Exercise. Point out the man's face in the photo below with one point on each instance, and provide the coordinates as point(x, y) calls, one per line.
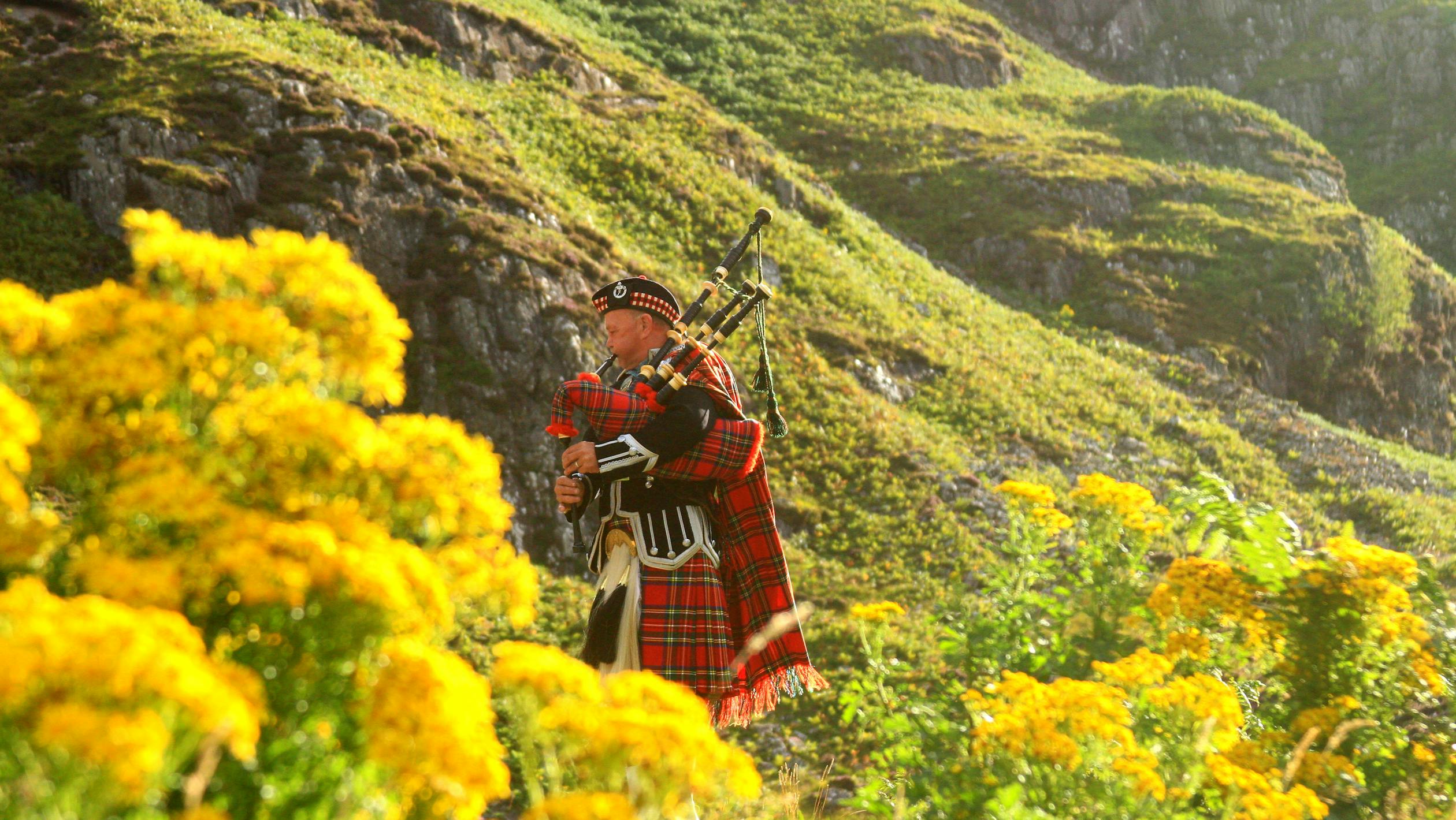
point(629, 336)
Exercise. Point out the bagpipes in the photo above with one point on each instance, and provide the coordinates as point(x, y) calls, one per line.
point(731, 448)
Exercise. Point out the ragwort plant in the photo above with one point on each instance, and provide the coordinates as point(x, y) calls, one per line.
point(228, 584)
point(1197, 660)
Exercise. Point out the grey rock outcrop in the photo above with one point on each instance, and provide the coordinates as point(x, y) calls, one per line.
point(1370, 82)
point(484, 318)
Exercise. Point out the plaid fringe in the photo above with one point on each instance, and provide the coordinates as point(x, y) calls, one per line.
point(763, 696)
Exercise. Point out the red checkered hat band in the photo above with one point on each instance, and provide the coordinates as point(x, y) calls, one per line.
point(641, 293)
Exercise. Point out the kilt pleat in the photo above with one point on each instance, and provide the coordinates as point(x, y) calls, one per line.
point(685, 629)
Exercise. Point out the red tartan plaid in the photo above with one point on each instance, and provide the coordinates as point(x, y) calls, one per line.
point(729, 450)
point(685, 628)
point(755, 577)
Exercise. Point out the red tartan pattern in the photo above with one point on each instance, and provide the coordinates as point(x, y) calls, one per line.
point(755, 576)
point(730, 449)
point(685, 629)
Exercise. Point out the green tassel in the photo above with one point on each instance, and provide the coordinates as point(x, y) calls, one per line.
point(778, 428)
point(763, 379)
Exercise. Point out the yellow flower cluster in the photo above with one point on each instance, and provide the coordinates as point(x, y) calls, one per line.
point(1057, 723)
point(1375, 580)
point(1200, 587)
point(312, 282)
point(875, 612)
point(27, 319)
point(23, 428)
point(200, 424)
point(592, 806)
point(129, 745)
point(1136, 506)
point(1206, 698)
point(631, 718)
point(1042, 501)
point(544, 672)
point(1138, 669)
point(69, 662)
point(25, 529)
point(1034, 494)
point(1258, 797)
point(430, 721)
point(1188, 643)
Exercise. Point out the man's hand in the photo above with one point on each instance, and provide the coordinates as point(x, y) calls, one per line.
point(580, 458)
point(570, 493)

• • • • •

◆ WRITTEN REQUEST
Please update the stretch from the line containing "Exercise. Point out the plaid" through the end of the material, changing "tassel" to "pompom" and leaving everything else unchanged. Return only those lines.

◆ WORKED ANSWER
Exercise. Point out the plaid fringe in the photo above with one point on each instance, and provide the coordinates as point(x, y) calls, one per line.
point(763, 696)
Exercise. Point out the red checkered hat band in the photo above with one point on each instance, and provide the coordinates as point(x, y) calls, one per line.
point(641, 293)
Exercise. Point out the kilt pleat in the photo above with one point on each instance, and provide the coordinates as point(x, y) calls, one per line.
point(685, 629)
Exercise. Point out the red tartan plaid in the photo above with one point on each instance, and provide the coordinates as point(x, y) calls, one per line.
point(729, 450)
point(685, 628)
point(755, 577)
Exercise. Point out the red tartan pattern in the photo above with one point on each instance, and provide the coordinates as point(x, y) calls, one per line.
point(755, 576)
point(730, 449)
point(685, 629)
Exercise. Point out the green pompom in the photo above with one point on each instance, and provide the coordinates as point(x, y) calls, one per line.
point(778, 428)
point(763, 379)
Exercise. Point out the yellow flower cluster in the photo above with one point on each instance, and provide the coordinates as point(x, y) calls, one per line.
point(1057, 723)
point(1375, 580)
point(1200, 587)
point(312, 282)
point(875, 612)
point(27, 319)
point(23, 428)
point(200, 424)
point(592, 806)
point(129, 745)
point(1136, 506)
point(1206, 698)
point(631, 718)
point(1042, 501)
point(544, 672)
point(1138, 669)
point(69, 662)
point(25, 529)
point(1034, 494)
point(1258, 797)
point(430, 721)
point(1188, 643)
Exercise. Point out the man's hand in the photo above with one point on each instance, and provide the coordinates as point(x, y) calls, one per line.
point(580, 458)
point(570, 493)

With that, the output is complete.